- EXCERPT PROVIDED:
━━━
One of the pressing problems that the world faces in the era of climate change is how to grow enough healthy food to meet the increasing global population, even as soil contamination rises. Research recently published in Nature Food by an international team of scientists led by the University of Massachusetts Amherst, Guangdong University of Technology, and Central South University of Forestry and Technology, has shown that nutrients on the nanometer scale can not only blunt some of the worst effects of heavy metal and metalloid contamination, but increase crop yields and nutrient content.
━━━
- RAW DATA:
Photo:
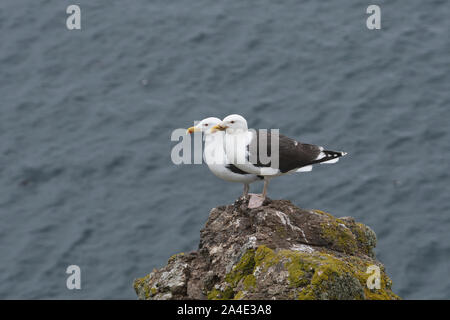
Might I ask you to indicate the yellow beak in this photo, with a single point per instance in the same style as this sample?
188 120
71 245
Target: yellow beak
218 128
192 130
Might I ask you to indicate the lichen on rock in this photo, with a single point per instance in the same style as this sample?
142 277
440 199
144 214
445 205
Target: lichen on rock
276 251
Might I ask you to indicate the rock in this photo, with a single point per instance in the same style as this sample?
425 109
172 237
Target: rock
275 251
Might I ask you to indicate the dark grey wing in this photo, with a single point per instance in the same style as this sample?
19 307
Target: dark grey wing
293 154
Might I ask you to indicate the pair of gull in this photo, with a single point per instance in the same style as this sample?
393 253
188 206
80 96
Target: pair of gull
232 152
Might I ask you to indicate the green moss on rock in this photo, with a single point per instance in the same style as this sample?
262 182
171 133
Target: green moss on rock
316 275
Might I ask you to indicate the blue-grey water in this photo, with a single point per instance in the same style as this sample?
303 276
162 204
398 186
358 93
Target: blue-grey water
86 176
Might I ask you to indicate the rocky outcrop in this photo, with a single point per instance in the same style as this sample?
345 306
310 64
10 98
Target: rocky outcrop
276 251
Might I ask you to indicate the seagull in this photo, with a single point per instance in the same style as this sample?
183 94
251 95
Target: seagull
215 157
242 148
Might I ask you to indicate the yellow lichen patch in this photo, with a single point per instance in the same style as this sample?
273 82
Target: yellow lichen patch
173 257
323 213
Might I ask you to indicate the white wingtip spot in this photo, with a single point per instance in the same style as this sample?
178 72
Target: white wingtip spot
331 161
304 169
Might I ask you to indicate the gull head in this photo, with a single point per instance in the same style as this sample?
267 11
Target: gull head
232 124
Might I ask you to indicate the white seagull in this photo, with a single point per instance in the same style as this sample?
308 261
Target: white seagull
215 157
242 148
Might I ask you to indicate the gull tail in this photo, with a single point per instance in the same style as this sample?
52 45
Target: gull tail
327 156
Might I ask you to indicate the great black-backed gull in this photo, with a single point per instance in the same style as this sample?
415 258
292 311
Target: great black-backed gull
293 156
215 157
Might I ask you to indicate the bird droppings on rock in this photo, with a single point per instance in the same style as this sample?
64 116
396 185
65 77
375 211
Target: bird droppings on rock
275 251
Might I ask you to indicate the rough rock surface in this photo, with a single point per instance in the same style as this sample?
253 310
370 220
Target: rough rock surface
276 251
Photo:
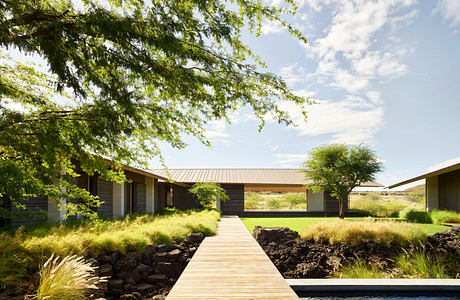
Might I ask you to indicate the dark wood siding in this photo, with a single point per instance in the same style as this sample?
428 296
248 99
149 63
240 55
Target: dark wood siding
183 199
331 204
449 191
161 200
104 190
141 197
35 212
235 203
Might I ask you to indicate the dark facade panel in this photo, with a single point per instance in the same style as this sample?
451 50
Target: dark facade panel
331 204
182 199
449 191
235 203
105 192
36 208
141 197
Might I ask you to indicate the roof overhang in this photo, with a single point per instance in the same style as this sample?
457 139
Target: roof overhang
430 174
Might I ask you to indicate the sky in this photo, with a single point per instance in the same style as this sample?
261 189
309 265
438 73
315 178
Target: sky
385 74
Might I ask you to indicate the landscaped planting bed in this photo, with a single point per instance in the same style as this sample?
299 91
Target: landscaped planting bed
140 255
362 249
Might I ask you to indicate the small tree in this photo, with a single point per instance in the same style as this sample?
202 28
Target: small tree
338 168
207 193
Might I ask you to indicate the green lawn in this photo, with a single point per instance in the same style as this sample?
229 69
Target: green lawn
300 223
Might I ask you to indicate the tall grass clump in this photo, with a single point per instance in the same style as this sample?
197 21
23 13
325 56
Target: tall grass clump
21 253
416 216
68 278
417 263
444 216
356 232
412 263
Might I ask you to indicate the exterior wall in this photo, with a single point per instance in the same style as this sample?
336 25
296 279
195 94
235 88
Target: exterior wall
315 201
431 193
36 212
449 191
332 204
235 203
118 200
140 197
150 195
163 187
182 199
105 192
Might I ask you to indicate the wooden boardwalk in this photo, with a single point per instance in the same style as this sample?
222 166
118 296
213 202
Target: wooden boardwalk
231 265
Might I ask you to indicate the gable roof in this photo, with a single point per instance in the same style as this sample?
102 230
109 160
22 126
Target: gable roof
242 176
429 174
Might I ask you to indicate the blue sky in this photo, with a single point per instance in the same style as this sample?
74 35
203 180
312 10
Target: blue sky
385 73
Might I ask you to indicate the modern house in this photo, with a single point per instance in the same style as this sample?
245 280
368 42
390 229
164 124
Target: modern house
238 181
442 188
138 195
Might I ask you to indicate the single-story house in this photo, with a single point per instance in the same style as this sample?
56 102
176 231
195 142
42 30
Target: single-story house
442 188
138 195
238 181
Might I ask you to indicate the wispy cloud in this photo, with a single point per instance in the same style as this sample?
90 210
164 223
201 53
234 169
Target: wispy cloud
450 11
345 120
348 58
292 160
444 164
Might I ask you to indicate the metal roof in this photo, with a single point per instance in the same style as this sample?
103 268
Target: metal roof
430 174
241 176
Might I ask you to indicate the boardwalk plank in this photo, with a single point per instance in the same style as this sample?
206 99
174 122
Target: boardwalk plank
231 265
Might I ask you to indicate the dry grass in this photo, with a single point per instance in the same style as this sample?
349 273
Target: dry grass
363 231
69 278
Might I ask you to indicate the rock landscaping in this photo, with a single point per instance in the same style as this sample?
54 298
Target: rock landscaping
298 258
135 275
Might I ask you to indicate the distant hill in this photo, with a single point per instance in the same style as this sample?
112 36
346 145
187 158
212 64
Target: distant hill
418 188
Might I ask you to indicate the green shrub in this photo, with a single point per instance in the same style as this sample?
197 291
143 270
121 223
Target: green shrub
377 207
416 216
356 232
207 193
69 278
273 203
444 216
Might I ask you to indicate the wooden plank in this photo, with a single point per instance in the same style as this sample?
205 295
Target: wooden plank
231 265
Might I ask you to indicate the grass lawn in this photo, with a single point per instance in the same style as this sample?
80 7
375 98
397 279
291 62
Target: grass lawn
300 223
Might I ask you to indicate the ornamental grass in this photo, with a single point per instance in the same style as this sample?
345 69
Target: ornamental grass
356 232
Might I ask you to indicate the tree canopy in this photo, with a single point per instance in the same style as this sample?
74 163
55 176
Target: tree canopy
122 76
207 193
339 168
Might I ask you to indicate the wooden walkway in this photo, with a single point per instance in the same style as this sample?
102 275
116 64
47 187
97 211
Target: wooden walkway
231 265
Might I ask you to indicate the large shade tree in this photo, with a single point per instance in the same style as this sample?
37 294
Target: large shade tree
339 168
120 77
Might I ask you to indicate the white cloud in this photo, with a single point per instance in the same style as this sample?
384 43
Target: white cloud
450 11
290 159
216 131
348 121
345 53
444 164
271 27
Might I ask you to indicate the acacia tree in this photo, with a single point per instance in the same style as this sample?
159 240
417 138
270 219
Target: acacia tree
208 193
123 76
339 168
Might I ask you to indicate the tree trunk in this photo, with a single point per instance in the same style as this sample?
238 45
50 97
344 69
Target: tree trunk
341 216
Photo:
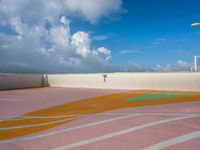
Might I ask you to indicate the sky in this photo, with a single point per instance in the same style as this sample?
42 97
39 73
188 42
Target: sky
73 36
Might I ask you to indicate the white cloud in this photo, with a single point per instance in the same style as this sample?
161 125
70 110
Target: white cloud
164 68
183 64
53 48
93 10
100 37
81 42
129 51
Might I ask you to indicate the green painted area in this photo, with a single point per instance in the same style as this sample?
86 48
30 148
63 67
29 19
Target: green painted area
159 95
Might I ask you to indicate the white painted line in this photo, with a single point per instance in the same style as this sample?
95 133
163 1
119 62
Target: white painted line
66 130
121 132
36 125
174 141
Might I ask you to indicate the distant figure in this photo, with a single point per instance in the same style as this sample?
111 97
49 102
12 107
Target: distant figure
104 77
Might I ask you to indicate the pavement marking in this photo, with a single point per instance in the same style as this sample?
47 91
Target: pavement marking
121 132
36 125
174 141
67 129
86 115
10 100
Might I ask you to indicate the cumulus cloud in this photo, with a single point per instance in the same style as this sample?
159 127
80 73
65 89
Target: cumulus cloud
179 66
183 65
93 10
40 35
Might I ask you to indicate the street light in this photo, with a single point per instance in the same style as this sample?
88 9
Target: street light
196 58
195 25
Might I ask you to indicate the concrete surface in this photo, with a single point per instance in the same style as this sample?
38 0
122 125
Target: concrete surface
150 81
17 81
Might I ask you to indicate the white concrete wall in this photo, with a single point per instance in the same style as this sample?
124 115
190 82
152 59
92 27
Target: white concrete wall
157 81
16 81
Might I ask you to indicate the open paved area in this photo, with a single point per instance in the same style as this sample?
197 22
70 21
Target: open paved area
94 119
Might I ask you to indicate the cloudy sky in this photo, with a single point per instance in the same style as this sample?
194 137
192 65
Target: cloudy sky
60 36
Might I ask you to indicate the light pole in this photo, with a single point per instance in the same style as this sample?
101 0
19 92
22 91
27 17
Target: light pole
196 58
195 25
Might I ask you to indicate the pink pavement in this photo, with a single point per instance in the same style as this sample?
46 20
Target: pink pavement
17 102
133 140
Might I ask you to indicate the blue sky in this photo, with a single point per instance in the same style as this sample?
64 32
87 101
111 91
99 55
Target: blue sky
99 35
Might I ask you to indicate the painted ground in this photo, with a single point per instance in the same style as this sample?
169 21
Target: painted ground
89 119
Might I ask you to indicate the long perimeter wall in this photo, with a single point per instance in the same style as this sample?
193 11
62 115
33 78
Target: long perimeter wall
18 81
151 81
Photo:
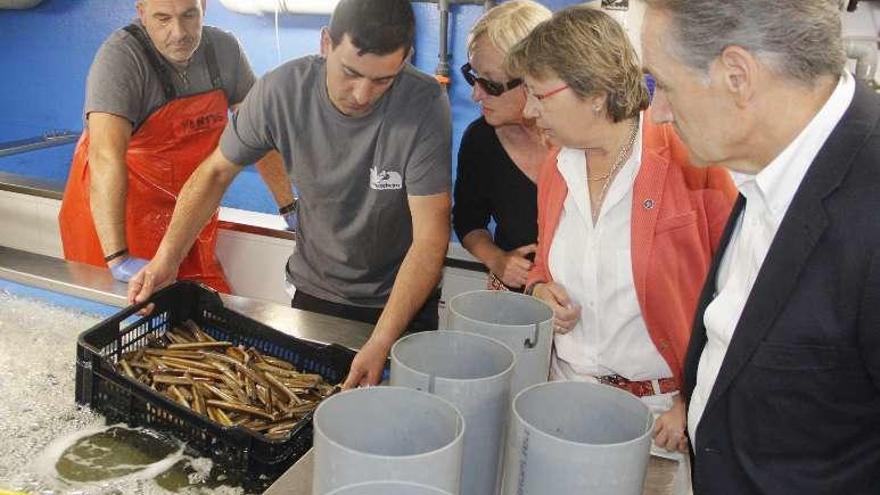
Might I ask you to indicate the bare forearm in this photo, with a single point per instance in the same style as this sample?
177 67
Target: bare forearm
━━━
- TO DO:
Answer these questions about the passage on nanoscale crop nutrients:
(a) In which journal was the research published?
(b) Which three universities led the international team?
(c) Apart from blunting some effects of heavy metal and metalloid contamination, what two things can nanometer-scale nutrients increase?
The lines have nothing to do with the text.

- SOLUTION:
(a) Nature Food
(b) The University of Massachusetts Amherst, Guangdong University of Technology, and Central South University of Forestry and Technology
(c) Crop yields and nutrient content